-- BEGIN --
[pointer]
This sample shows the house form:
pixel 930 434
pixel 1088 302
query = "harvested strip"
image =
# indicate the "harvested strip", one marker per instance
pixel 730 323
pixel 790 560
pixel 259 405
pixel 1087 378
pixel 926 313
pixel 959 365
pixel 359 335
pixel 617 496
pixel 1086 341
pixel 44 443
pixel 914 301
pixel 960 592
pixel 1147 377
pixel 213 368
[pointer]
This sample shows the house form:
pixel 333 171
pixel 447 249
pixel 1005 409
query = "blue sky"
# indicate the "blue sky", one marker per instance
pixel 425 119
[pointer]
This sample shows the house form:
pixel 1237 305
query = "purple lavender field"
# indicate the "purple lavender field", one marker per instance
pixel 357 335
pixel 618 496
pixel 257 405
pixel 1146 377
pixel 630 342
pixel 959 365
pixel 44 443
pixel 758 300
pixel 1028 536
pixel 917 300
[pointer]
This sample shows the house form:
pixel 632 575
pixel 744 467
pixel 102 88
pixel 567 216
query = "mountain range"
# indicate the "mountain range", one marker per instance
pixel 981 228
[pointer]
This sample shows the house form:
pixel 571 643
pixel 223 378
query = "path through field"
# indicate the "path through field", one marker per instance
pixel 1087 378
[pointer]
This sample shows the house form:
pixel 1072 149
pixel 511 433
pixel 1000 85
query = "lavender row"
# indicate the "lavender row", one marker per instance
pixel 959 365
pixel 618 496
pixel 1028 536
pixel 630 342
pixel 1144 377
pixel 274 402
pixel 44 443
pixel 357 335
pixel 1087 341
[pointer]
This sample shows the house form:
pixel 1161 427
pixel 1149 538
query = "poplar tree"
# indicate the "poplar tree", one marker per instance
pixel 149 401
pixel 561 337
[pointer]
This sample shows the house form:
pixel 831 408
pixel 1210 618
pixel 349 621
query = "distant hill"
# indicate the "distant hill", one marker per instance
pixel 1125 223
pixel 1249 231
-- END --
-- BEGIN --
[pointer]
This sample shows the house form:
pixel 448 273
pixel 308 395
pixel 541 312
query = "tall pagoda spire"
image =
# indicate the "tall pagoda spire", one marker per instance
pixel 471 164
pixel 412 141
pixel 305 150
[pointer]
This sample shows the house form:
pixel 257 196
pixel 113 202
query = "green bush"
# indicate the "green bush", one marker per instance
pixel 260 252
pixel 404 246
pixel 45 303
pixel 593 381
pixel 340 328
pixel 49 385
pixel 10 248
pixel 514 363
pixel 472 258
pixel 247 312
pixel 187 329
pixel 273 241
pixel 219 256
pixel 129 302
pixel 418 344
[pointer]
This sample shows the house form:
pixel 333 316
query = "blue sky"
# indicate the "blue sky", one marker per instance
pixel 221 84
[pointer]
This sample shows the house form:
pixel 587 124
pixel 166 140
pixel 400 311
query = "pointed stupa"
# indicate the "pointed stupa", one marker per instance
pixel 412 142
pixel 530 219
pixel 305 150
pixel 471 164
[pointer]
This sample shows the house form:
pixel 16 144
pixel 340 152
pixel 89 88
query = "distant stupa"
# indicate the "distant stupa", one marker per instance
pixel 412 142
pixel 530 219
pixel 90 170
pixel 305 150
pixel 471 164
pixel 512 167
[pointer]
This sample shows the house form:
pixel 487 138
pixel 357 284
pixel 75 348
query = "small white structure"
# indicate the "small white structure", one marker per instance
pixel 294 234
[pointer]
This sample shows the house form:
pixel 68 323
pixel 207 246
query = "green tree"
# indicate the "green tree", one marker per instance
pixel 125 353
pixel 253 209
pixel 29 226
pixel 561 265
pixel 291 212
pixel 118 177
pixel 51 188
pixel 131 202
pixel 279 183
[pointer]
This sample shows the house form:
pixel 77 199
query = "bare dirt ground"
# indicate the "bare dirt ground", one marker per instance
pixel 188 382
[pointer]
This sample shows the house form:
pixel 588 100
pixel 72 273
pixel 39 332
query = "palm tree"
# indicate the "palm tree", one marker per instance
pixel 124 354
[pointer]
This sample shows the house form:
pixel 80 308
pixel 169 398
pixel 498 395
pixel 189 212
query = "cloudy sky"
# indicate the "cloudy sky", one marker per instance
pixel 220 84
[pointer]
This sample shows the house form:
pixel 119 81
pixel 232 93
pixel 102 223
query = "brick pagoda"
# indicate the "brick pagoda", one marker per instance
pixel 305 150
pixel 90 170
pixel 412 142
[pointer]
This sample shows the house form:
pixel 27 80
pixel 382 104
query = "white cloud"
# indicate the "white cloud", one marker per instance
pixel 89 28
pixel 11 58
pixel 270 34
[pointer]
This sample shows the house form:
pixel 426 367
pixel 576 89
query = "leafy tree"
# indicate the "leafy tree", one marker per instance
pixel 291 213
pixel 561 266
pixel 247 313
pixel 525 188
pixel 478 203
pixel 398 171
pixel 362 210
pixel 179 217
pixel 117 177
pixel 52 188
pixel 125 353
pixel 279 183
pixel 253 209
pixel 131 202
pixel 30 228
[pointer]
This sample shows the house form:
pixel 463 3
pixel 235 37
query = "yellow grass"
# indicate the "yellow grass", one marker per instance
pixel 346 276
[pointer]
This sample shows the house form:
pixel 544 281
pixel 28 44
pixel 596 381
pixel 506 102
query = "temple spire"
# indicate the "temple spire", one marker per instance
-- END --
Exercise: How many lines in the data above contain the word "bare"? Reply with the number alone.

Correct output: 2